• Action item
Find the string "below" in the records and copy each line where it occurs.

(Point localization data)
..........
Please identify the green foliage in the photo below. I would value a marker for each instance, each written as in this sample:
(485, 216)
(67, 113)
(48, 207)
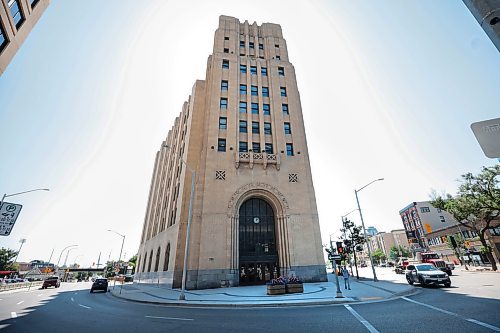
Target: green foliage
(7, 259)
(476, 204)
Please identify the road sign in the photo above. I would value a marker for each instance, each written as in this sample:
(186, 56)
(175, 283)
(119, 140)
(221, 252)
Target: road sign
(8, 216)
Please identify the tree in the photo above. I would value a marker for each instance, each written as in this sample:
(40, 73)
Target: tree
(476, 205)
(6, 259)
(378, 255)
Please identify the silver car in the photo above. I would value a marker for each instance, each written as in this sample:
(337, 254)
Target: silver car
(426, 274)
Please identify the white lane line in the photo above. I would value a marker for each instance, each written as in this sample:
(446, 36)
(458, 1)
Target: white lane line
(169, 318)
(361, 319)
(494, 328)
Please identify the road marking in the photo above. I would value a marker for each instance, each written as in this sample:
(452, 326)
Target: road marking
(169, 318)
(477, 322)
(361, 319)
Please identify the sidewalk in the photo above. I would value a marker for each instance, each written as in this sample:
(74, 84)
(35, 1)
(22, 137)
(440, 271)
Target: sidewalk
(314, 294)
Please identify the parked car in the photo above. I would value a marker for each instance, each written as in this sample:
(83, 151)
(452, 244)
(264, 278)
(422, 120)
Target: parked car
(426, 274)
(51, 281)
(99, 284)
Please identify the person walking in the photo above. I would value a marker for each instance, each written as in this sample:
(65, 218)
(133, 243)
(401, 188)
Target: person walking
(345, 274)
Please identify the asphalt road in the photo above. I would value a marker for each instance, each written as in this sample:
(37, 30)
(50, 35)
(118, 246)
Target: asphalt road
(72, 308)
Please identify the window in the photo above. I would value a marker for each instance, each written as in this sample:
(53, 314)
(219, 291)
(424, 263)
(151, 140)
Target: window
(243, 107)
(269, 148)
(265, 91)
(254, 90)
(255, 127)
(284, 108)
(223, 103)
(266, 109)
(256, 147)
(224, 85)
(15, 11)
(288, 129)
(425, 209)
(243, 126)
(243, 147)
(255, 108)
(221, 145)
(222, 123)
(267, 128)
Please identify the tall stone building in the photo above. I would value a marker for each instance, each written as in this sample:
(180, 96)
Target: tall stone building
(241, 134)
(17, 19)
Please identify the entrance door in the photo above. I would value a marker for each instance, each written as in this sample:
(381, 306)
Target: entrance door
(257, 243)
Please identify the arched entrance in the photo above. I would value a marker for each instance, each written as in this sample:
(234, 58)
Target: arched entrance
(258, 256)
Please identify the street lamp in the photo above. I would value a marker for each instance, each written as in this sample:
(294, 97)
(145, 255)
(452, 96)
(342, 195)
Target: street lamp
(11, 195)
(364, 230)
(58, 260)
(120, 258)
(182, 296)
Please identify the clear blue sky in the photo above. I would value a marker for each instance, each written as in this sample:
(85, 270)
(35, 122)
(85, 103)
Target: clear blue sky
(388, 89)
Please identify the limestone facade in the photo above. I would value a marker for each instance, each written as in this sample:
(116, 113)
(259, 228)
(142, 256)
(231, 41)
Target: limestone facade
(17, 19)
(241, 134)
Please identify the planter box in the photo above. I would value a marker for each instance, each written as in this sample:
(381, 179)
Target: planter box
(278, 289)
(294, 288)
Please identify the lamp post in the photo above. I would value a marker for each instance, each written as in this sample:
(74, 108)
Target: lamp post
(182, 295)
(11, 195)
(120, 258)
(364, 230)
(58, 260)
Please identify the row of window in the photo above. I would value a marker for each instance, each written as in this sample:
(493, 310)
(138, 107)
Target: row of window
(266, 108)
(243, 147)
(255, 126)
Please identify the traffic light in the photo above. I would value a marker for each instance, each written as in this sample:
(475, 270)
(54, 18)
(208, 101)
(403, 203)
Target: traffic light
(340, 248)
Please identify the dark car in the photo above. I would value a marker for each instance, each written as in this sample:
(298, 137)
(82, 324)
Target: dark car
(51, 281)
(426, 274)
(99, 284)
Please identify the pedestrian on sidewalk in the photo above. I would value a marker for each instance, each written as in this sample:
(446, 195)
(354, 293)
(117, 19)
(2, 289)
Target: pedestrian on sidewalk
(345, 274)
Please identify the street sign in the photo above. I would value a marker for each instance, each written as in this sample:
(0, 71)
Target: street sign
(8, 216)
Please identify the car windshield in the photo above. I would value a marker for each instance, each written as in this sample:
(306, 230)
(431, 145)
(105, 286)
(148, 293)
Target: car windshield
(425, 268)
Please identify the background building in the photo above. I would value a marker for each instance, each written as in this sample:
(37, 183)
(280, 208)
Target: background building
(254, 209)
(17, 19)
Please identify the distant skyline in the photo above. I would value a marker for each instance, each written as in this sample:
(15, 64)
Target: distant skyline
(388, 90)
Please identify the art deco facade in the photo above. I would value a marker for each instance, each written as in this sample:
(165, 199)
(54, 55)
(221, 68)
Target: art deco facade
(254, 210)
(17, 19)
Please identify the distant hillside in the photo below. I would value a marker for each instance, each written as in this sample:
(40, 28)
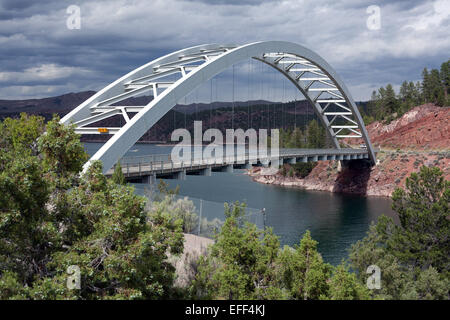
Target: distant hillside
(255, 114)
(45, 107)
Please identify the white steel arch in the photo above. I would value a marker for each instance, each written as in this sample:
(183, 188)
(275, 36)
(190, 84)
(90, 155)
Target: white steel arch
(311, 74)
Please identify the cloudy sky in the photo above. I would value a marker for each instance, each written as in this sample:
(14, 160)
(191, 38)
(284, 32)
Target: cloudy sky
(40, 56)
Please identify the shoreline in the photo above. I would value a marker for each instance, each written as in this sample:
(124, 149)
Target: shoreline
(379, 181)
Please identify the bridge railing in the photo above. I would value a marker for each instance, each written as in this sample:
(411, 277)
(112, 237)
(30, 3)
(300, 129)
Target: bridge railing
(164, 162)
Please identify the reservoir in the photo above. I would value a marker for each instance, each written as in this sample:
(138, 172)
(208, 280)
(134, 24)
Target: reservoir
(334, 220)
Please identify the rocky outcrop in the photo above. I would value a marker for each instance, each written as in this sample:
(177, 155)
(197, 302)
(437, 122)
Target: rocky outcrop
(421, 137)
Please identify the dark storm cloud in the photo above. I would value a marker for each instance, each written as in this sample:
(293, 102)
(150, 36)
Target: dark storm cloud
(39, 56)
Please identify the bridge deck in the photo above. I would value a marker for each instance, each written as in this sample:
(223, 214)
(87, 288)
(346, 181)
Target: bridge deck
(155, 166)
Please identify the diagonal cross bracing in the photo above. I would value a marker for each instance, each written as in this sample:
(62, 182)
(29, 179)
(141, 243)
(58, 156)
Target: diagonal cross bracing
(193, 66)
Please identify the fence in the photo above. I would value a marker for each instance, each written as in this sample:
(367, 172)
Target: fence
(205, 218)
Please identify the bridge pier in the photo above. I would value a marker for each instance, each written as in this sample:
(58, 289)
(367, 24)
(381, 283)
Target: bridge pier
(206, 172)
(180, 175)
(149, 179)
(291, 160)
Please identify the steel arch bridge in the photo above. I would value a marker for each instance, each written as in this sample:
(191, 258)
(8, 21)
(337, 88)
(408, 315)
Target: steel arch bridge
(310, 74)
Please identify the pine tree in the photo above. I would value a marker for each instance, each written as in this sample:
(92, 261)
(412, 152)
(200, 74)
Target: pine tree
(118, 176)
..........
• Response to the exercise
Please identify the green foliage in the photo below. I would value a marker for each instance, each written as in this sample:
Please identify the distant hillside in the photo below. I would value a marker for each instance, each written as in this sample:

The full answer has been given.